(Collected data)
<<<<

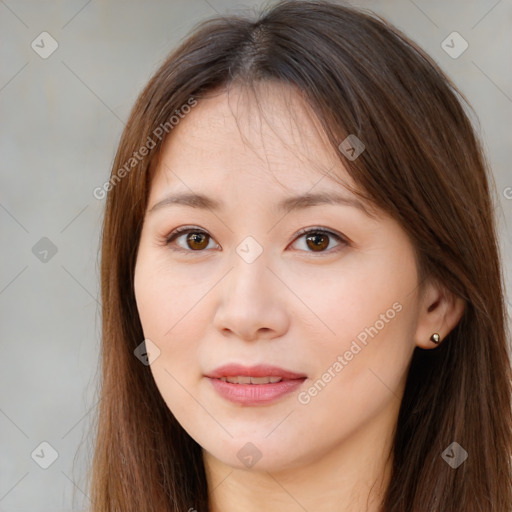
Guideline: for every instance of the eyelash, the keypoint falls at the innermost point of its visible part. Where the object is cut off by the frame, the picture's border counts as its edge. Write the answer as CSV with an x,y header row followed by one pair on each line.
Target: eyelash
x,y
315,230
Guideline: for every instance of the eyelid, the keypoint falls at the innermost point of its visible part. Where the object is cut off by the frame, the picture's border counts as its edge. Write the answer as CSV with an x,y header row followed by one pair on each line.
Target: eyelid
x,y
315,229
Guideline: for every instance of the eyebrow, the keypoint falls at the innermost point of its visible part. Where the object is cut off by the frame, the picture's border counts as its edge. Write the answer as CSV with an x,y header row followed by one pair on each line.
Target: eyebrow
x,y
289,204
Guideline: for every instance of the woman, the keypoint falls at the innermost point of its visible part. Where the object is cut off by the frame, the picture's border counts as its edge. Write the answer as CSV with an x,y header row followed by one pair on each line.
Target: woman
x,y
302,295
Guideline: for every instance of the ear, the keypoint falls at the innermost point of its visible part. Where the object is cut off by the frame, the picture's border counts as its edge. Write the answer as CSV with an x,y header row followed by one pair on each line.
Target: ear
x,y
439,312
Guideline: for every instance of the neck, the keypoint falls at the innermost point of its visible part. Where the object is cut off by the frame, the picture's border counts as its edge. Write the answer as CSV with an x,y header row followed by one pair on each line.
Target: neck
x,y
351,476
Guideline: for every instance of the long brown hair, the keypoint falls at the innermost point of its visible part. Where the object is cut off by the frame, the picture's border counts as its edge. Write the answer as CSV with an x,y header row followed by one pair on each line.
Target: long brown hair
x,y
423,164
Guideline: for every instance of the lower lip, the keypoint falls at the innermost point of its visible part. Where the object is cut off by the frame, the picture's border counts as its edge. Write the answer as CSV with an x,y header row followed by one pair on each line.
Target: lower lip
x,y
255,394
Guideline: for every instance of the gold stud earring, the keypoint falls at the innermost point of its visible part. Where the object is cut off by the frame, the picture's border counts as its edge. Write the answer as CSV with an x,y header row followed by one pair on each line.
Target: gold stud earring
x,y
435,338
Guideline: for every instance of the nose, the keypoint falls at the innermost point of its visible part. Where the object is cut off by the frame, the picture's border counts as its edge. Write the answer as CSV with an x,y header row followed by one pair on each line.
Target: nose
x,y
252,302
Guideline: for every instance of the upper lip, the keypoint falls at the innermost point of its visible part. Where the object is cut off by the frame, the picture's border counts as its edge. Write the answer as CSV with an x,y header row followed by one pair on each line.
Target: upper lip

>>>>
<<<<

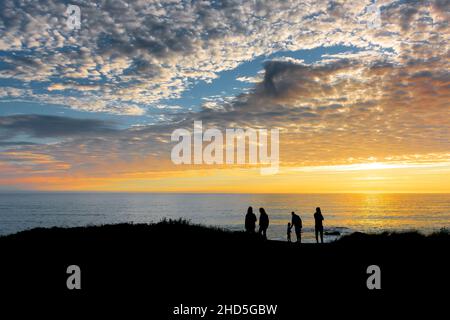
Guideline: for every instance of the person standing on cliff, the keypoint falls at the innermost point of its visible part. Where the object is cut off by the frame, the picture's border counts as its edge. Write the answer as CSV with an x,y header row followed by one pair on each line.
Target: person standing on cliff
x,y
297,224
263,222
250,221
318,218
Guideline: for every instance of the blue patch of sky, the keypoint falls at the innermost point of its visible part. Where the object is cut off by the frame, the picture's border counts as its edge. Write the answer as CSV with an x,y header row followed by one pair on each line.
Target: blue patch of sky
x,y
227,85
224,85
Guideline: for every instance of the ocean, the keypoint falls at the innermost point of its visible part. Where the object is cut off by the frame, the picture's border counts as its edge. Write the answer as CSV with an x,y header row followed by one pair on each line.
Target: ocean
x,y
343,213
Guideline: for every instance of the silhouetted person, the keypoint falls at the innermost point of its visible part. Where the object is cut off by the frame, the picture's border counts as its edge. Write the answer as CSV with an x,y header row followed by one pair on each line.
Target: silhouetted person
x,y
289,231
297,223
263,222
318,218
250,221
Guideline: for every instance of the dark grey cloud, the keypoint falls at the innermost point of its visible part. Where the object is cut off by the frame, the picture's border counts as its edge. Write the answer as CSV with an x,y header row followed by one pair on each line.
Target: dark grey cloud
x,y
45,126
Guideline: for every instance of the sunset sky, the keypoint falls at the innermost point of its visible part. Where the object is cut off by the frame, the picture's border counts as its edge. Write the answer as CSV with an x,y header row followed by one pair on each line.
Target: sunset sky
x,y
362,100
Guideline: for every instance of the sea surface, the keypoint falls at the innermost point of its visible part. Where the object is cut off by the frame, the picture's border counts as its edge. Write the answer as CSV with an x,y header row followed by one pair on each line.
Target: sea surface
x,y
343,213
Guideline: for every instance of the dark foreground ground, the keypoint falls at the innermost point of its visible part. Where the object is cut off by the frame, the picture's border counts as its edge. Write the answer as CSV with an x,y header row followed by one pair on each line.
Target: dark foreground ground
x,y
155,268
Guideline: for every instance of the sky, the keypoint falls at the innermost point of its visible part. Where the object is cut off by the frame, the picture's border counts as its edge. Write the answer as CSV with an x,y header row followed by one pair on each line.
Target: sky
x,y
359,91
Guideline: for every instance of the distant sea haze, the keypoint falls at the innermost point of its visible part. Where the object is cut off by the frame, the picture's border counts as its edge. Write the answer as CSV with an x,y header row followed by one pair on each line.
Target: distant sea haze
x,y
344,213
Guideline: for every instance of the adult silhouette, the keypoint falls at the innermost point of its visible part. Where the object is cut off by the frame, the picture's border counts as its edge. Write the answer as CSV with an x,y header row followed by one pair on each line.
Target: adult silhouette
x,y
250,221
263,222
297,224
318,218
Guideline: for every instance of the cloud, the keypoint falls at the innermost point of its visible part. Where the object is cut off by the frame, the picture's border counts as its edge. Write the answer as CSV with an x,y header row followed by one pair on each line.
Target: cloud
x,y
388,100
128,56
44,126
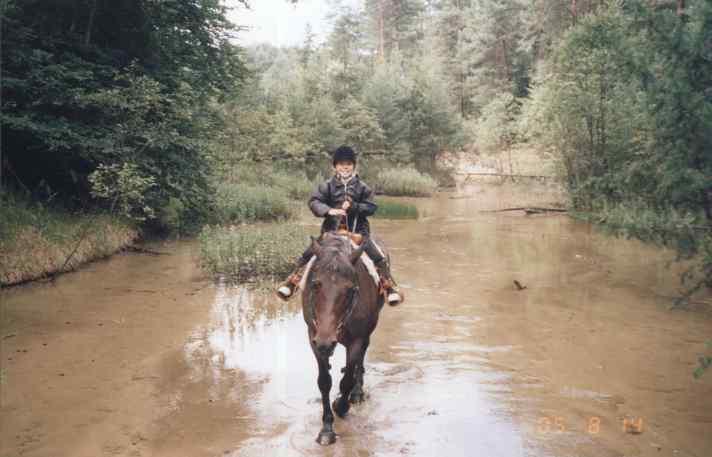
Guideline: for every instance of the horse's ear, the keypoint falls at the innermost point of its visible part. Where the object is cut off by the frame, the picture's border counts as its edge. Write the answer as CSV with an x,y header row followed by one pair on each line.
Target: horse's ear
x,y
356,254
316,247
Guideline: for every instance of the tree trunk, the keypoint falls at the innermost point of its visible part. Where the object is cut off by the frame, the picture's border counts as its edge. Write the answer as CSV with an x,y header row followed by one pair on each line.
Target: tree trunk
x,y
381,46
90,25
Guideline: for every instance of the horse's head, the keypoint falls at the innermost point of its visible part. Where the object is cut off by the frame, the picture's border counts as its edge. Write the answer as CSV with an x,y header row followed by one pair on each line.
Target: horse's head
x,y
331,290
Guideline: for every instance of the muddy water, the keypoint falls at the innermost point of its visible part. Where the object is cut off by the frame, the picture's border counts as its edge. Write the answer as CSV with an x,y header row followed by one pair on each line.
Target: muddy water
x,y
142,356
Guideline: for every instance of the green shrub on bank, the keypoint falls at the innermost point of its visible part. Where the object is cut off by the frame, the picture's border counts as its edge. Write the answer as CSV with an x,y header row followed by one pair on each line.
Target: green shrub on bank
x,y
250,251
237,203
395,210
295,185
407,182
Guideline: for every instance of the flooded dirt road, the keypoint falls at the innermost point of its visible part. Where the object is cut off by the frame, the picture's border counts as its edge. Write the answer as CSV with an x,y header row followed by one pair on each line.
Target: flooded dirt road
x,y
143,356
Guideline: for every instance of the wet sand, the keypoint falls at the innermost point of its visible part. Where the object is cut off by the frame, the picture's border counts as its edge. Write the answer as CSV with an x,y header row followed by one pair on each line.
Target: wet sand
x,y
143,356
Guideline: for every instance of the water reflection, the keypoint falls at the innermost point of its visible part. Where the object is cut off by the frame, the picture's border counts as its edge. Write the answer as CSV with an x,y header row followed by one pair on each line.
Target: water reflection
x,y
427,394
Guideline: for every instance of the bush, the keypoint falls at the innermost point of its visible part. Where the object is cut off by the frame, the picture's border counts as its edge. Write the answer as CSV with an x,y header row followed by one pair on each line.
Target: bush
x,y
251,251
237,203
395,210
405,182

>>>>

List every line above that contains the word "upper".

Written reply »
Guideline: for every instance of the upper lip, the keypoint falls at the innermost point of its visible part. Where the object is cut off by the frame, the picture's border counts as its edge. Write the answer as CSV with an x,y header row followed by one pair on each line.
Target: upper lip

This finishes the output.